■ Exercise goal: Reproduce the records word for word, leaving out any pictures they hold.
Provided information section start
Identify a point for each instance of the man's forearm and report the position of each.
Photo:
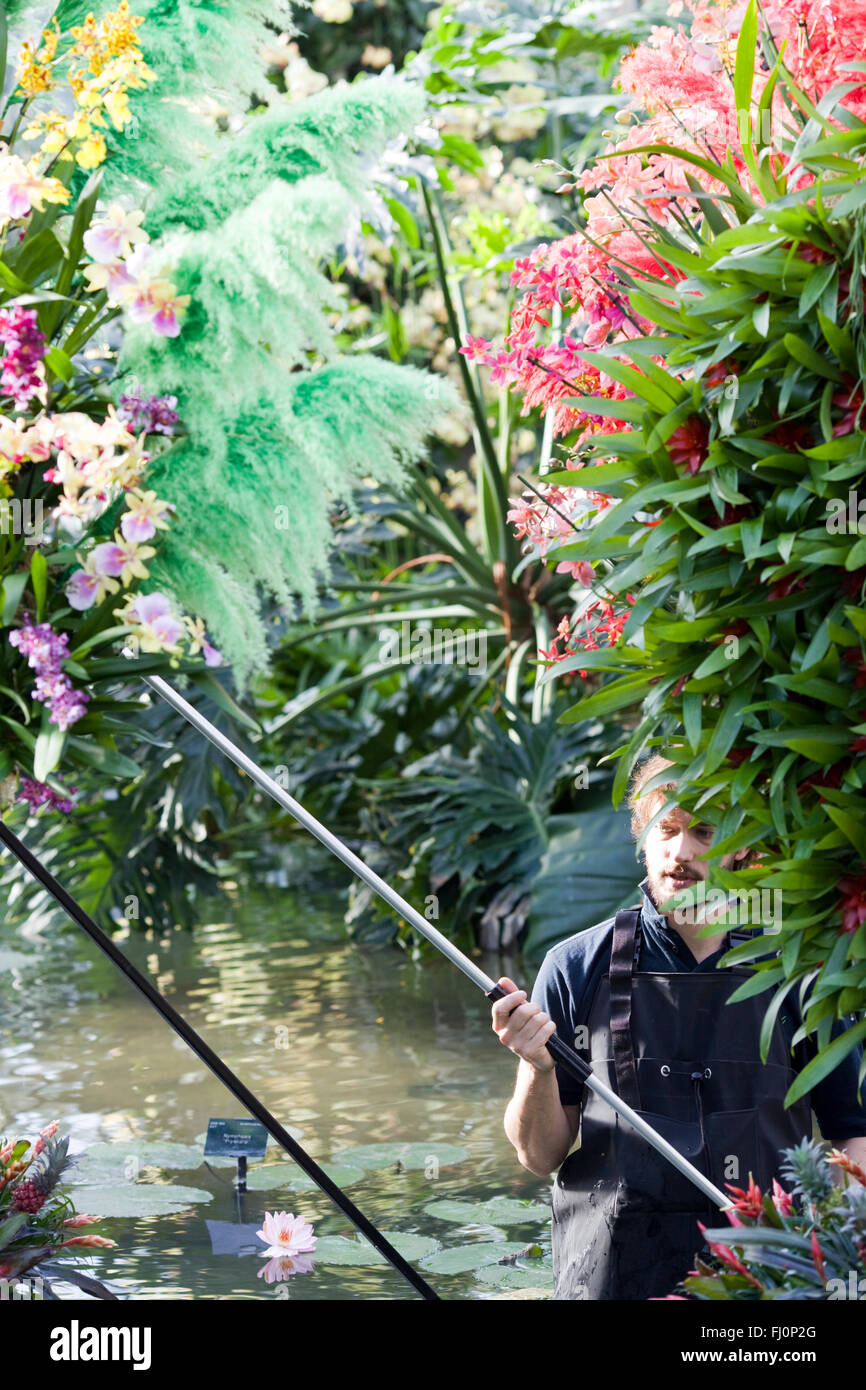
(535, 1121)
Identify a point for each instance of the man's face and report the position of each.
(672, 851)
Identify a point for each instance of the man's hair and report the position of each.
(644, 808)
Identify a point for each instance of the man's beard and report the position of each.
(662, 887)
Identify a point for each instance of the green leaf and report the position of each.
(207, 681)
(139, 1200)
(692, 702)
(13, 591)
(39, 581)
(826, 1062)
(49, 748)
(744, 68)
(3, 43)
(405, 221)
(402, 1155)
(462, 1260)
(60, 363)
(498, 1211)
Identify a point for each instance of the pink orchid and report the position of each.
(282, 1268)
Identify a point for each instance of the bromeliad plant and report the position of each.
(712, 374)
(804, 1243)
(36, 1218)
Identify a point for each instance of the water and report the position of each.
(346, 1044)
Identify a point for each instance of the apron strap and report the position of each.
(623, 961)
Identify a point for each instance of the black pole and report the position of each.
(216, 1064)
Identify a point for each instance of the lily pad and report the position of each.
(139, 1200)
(462, 1260)
(516, 1276)
(150, 1154)
(498, 1211)
(341, 1250)
(405, 1155)
(523, 1294)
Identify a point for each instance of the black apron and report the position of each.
(669, 1044)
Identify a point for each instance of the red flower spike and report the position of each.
(818, 1255)
(749, 1201)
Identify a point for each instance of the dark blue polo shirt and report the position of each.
(570, 973)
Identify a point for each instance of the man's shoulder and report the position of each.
(581, 947)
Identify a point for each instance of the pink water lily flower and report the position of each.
(287, 1235)
(157, 628)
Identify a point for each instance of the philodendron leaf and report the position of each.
(148, 1153)
(498, 1211)
(288, 1175)
(462, 1260)
(341, 1250)
(138, 1200)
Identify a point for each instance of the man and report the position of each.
(642, 1000)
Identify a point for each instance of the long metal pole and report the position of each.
(560, 1051)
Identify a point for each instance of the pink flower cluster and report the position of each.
(46, 651)
(38, 794)
(152, 414)
(25, 346)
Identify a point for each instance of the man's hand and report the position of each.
(523, 1026)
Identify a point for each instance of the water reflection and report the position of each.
(352, 1045)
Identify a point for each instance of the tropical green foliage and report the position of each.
(731, 531)
(799, 1244)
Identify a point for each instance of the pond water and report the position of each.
(346, 1044)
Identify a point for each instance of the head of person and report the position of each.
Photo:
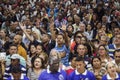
(54, 63)
(83, 40)
(15, 59)
(116, 30)
(116, 40)
(17, 39)
(60, 39)
(117, 56)
(103, 40)
(89, 27)
(82, 27)
(80, 64)
(102, 50)
(39, 49)
(32, 49)
(45, 38)
(54, 53)
(77, 36)
(104, 19)
(111, 68)
(44, 56)
(77, 19)
(73, 63)
(96, 62)
(16, 72)
(2, 33)
(13, 49)
(37, 62)
(81, 50)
Provided information section end
■ Answer area:
Identify a point for each instance of the man's forearm and report the position of each.
Photo:
(535, 1121)
Identify a point for each instance of the man's face and report the position of each.
(672, 851)
Identify a point for each instance of the man's hair and report the position of each.
(644, 808)
Identify a point for each instance of the man's beard and report the position of each.
(662, 887)
Identify a point for each instance of the green leaf and report the position of each.
(207, 681)
(139, 1200)
(692, 702)
(13, 591)
(39, 581)
(826, 1062)
(49, 748)
(744, 68)
(3, 43)
(405, 221)
(402, 1155)
(462, 1260)
(60, 363)
(498, 1211)
Identify a point for each instance of the pink orchid and report the position of each.
(282, 1268)
Identify a point for each instance of the bromeliad plant and report the position of each.
(712, 374)
(804, 1243)
(36, 1218)
Identify a point for each instance of the water and report the position of each.
(346, 1044)
Identify a point for each instance of the apron strap and report the position of each.
(623, 961)
Identify a point for each instance of the black pole and report the position of each.
(216, 1064)
Identify a point for each instance of the lily pad and report the position of each.
(139, 1200)
(462, 1260)
(516, 1276)
(150, 1154)
(498, 1211)
(341, 1250)
(405, 1155)
(523, 1294)
Identify a point for each instance of the black apron and report the position of each.
(669, 1044)
Identify a point for each instance of the red flower spike and report the position of each.
(818, 1255)
(749, 1201)
Identify a point for each instance of the dark blue polo shirt and report the position of each.
(570, 973)
Identify a point for each instance of the man's shoulder and report the position of each.
(581, 947)
Identify a point for each instance of the pink water lily flower and report the position of each.
(287, 1235)
(157, 628)
Identify a point for each instance of the philodendron leaf and report the position of each.
(148, 1153)
(498, 1211)
(288, 1175)
(462, 1260)
(341, 1250)
(138, 1200)
Identify a point for each instance of the man and report the position of each.
(642, 1000)
Identify a point for each instance of the long metal pole and report the position of each.
(560, 1051)
Identify a point for each instance of the pink flower cluster and report the position of each.
(46, 651)
(38, 794)
(152, 414)
(25, 346)
Identify a point for each instance of the man's hand and report the position of each.
(523, 1026)
Identify a point for each instance of the water reflection and report the position of each.
(352, 1045)
Identify a point for each instance of the tropical green foliage and report the position of each.
(731, 531)
(799, 1244)
Identify a point for each instance of the pond water and report the position of each.
(346, 1044)
Identify a point for each instance of the head of person and report the position of each.
Photo:
(54, 63)
(83, 40)
(15, 59)
(116, 30)
(116, 40)
(17, 39)
(60, 39)
(117, 56)
(103, 40)
(89, 27)
(82, 27)
(80, 64)
(102, 50)
(39, 49)
(32, 49)
(45, 38)
(54, 53)
(77, 36)
(104, 19)
(111, 68)
(44, 56)
(77, 19)
(73, 63)
(96, 62)
(16, 72)
(2, 33)
(13, 49)
(37, 62)
(81, 50)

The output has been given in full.